Task item
Write every record below out exactly; no images.

Saved entries
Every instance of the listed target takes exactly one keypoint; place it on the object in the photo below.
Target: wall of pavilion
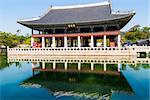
(89, 25)
(77, 36)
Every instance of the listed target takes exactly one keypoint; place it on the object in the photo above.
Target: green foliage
(12, 40)
(136, 33)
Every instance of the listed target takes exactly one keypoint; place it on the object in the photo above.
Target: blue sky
(12, 10)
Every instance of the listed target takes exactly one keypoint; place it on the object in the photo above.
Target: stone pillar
(105, 67)
(43, 42)
(92, 41)
(32, 41)
(43, 65)
(66, 66)
(79, 66)
(92, 66)
(33, 66)
(54, 65)
(119, 40)
(105, 41)
(65, 41)
(53, 42)
(119, 67)
(79, 41)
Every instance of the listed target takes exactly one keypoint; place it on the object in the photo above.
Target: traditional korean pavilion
(89, 25)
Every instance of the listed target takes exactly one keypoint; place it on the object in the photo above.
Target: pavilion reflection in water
(82, 80)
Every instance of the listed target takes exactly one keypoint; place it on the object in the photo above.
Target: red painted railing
(78, 34)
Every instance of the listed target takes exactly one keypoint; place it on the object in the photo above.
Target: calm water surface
(73, 81)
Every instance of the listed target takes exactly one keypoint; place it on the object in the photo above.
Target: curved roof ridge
(81, 6)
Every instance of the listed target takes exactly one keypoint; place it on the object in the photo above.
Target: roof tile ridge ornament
(28, 19)
(81, 6)
(36, 18)
(123, 12)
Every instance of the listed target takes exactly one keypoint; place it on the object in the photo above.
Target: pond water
(80, 80)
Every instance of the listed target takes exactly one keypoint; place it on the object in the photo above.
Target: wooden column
(119, 40)
(104, 41)
(53, 42)
(32, 41)
(43, 42)
(79, 41)
(92, 41)
(65, 41)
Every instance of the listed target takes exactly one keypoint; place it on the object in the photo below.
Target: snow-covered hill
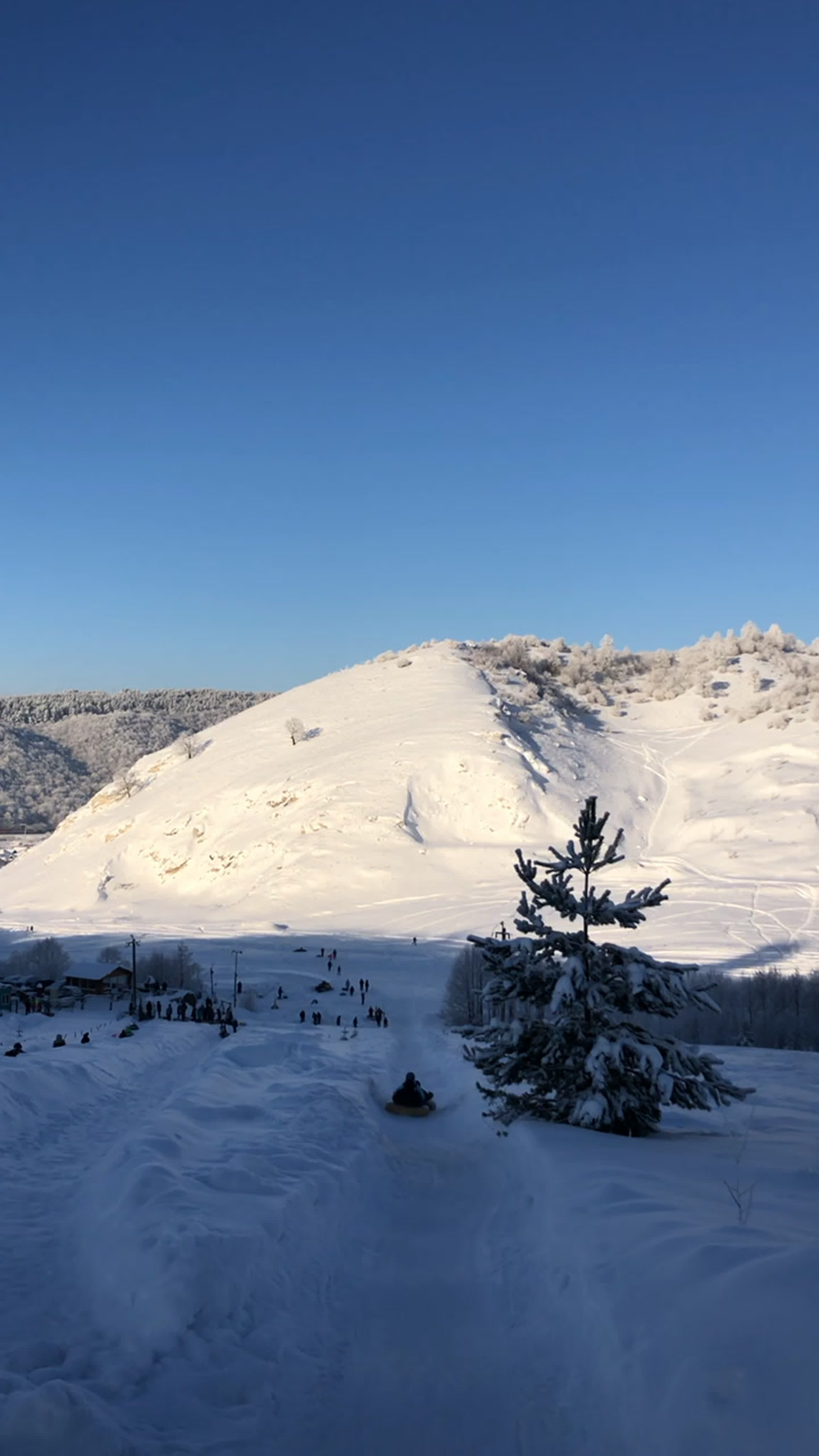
(420, 774)
(59, 749)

Final answer
Every instance of the listed target takes exactly one keypoint; place it on the object in the photo below.
Target: wall of pavilion
(89, 25)
(77, 36)
Every instance of the listed target takes exactly one keypoint; place it on the object in the photo above.
Target: green foliage
(12, 40)
(136, 33)
Every instance of the listed target takes exactly one keypoint; place it on the object in the photo above.
Target: blue sky
(12, 10)
Every instance of the listed target takes exactly one keypoint; place it on the object in the photo above.
Target: stone pillar
(105, 67)
(43, 42)
(92, 41)
(32, 41)
(43, 65)
(66, 66)
(79, 66)
(92, 66)
(33, 66)
(54, 65)
(119, 40)
(105, 41)
(65, 41)
(53, 42)
(119, 67)
(79, 41)
Every instance of the listed target takes exactly one keypoint; place it on the object in the photo above.
Target: traditional korean pavilion
(89, 25)
Every instance of the listed target takes exactly one keypoint; place it on the object in the photo above.
Target: pavilion reflection in water
(82, 80)
Every instance of the listed target takes exactly one keypoint; place it on the object in the photo above.
Target: red painted railing
(78, 34)
Every instance of the listed target takes exactly one keypoint; place it on the object in the photo above.
Target: calm water surface
(73, 81)
Every instance of the listed target takes exactly one keypoint; place it on the object in the photo above.
Target: curved roof ridge
(81, 6)
Every instance of the listed target takes exactly one keypoint; place it on the object in the photo above.
Target: roof tile ridge ornament
(28, 19)
(81, 6)
(36, 18)
(123, 12)
Every instance of the listed target takes exactly one keypoint; place it on the object in the photo above.
Target: pond water
(80, 80)
Every instance of the listed target takes exactly one keypoint; place it on the object in the photo above.
Target: wooden column
(119, 40)
(104, 41)
(53, 42)
(32, 41)
(43, 42)
(79, 41)
(92, 41)
(65, 41)
Every instance of the listed target takes exactly one keypoint; place it on the object in the photo below.
Target: snow-covered hill
(420, 774)
(59, 749)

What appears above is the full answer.